__DATA LISTING__:
--- START ---
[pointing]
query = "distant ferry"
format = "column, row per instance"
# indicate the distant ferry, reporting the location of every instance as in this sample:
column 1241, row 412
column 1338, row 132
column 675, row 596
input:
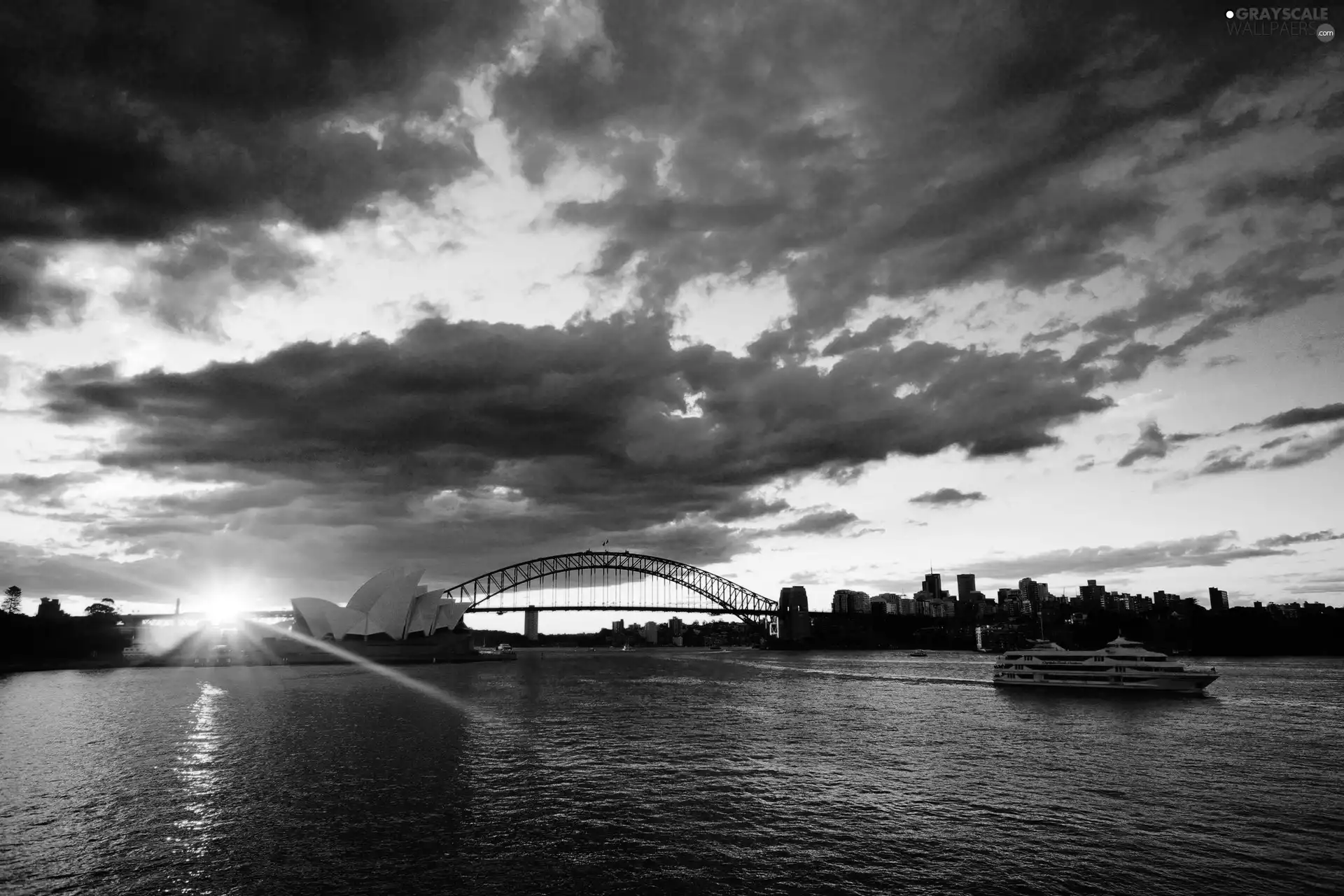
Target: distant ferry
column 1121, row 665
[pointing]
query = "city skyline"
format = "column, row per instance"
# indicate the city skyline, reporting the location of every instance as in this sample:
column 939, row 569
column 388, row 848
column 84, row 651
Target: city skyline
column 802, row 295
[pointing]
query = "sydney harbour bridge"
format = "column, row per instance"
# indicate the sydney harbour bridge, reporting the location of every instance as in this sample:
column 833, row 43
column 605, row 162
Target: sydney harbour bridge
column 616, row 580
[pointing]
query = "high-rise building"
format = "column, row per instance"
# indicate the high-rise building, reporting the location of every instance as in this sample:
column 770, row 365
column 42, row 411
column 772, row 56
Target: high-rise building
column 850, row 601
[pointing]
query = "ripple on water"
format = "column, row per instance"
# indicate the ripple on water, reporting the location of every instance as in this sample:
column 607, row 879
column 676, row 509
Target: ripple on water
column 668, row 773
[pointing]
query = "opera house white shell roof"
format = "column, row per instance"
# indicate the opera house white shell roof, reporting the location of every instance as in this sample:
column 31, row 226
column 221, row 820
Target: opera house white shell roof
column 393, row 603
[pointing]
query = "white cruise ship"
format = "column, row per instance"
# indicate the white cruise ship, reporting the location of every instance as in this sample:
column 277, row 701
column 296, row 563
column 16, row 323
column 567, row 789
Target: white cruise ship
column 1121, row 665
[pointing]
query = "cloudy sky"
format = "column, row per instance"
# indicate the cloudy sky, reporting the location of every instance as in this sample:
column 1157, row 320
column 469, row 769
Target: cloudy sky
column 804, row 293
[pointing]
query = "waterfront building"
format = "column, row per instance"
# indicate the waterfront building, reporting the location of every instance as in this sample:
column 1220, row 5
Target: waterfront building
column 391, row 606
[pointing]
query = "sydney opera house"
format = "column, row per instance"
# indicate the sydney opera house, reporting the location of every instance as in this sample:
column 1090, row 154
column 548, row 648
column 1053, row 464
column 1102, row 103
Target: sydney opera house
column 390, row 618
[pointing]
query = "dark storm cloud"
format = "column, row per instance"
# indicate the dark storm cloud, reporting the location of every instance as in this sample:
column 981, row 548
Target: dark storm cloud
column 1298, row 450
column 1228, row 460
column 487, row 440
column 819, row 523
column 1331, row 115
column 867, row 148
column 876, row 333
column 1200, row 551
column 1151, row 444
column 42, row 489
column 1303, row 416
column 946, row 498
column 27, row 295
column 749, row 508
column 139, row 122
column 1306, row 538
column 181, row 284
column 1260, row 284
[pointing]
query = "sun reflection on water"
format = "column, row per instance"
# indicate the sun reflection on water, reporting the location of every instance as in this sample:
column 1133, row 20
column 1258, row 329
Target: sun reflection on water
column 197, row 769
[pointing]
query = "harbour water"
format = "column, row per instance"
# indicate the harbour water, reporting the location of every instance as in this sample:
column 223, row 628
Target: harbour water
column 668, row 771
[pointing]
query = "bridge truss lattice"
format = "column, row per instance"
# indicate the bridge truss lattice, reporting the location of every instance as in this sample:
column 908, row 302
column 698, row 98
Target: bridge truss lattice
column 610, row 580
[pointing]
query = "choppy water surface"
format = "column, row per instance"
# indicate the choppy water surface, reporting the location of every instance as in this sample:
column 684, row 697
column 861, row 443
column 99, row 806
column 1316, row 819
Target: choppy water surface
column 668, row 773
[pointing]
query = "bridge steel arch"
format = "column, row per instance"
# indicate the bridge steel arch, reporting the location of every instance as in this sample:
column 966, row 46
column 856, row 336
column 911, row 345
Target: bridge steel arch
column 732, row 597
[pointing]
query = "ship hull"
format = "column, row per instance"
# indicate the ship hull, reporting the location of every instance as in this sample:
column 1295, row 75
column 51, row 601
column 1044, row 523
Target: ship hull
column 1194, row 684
--- END ---
__INSTRUCTIONS FOR THE TASK__: Output nothing but the records, word for word, and none of their pictures.

__EXERCISE ANSWER__:
[pointing]
query = "distant ferry"
format = "column, row per instance"
# indicate the distant ferry, reporting the location of every instance as in this sample:
column 1241, row 412
column 1338, row 132
column 675, row 596
input:
Target: distant ferry
column 1121, row 665
[pointing]
query = "city skyline"
format = "column, row per instance"
# indicate the city skyline, reporting the location of every instance as in this sample:
column 939, row 569
column 388, row 848
column 84, row 651
Target: city skyline
column 802, row 295
[pointing]
query = "sydney harbour bridge"
format = "column, row per instance"
# indicate the sydney harbour bridge, reporting the location of every instance as in this sample:
column 833, row 43
column 605, row 162
Target: sydney harbour bridge
column 616, row 580
[pointing]
query = "high-rise building"
format = "column, row per instance"
# indicate the high-rise building, reporting the location of every instance as in this sample:
column 770, row 365
column 42, row 411
column 772, row 56
Target: high-rise building
column 850, row 601
[pointing]
query = "ripple on water"
format = "column, row per instance"
# indicate the ripple on water, reporting the location of every instance as in this sample:
column 607, row 879
column 676, row 509
Target: ripple on water
column 668, row 773
[pointing]
query = "opera house white shell roof"
format = "column, row per instance"
# indicate the opera house white shell roof, reporting the location of every instance as in this sample:
column 31, row 226
column 221, row 820
Target: opera house white shell roof
column 393, row 603
[pointing]
query = "white cruise ship"
format = "column, row per instance"
# indicate the white cruise ship, reporting the location of every instance as in this sample:
column 277, row 701
column 296, row 563
column 16, row 323
column 567, row 789
Target: white cruise ship
column 1121, row 665
[pointing]
query = "cloudy sky"
format = "column, row per instance"
# indicate the cloudy sky, reporting the location of every instance as in this sample:
column 1157, row 320
column 469, row 769
Target: cloudy sky
column 804, row 293
[pointing]
query = "waterfront building"
format = "column, row per instance"
# indicate the waterfront building, reporting the location of every instance as in this sample:
column 1220, row 5
Target: waterfront building
column 391, row 606
[pointing]
query = "sydney opera house"
format = "column, row per instance"
# indicate the sydney opera house, reporting the location of every instance as in this sample:
column 1090, row 154
column 548, row 648
column 1053, row 464
column 1102, row 103
Target: sydney opera house
column 390, row 618
[pointing]
query = "dark storm cloud"
format = "column, row per instance"
# indicate the dark storm cloud, reporting the location of every instance as in this sample:
column 981, row 548
Target: dark storm cloud
column 1298, row 450
column 1228, row 460
column 487, row 440
column 819, row 523
column 1331, row 115
column 867, row 148
column 876, row 333
column 1200, row 551
column 1151, row 444
column 42, row 489
column 1303, row 416
column 946, row 498
column 27, row 295
column 749, row 508
column 139, row 122
column 1306, row 538
column 181, row 284
column 1260, row 284
[pointing]
query = "sun reflection on water"
format = "column, row per instance"
# indicate the sun reflection on water, reporting the location of every instance as in this sample:
column 1133, row 20
column 1258, row 329
Target: sun reflection on water
column 197, row 769
[pointing]
query = "harbour water"
format = "column, row per instance"
# indicate the harbour water, reporting the location of every instance as in this sample:
column 223, row 628
Target: harbour water
column 668, row 771
[pointing]
query = "bridge truss lattice"
format = "column, row per instance"
# indicate the bridge truss lattice, reporting the location of every instance as in this sample:
column 908, row 302
column 698, row 98
Target: bridge truss lattice
column 610, row 580
[pointing]
query = "choppy water surface"
format = "column, row per instance"
# indicate the choppy water surface, reporting the location of every instance as in this sample:
column 684, row 697
column 861, row 443
column 99, row 806
column 1316, row 819
Target: choppy water surface
column 668, row 773
[pointing]
query = "bridge steel arch"
format = "column, row per instance"
# indicate the bridge steel arch, reporting the location of every instance as in this sample:
column 966, row 46
column 856, row 336
column 911, row 345
Target: bridge steel arch
column 732, row 597
[pointing]
query = "ship hull"
format = "column, row per instance"
# indicate the ship hull, reporting the location of every instance as in this sample:
column 1295, row 75
column 51, row 601
column 1044, row 523
Target: ship hull
column 1194, row 684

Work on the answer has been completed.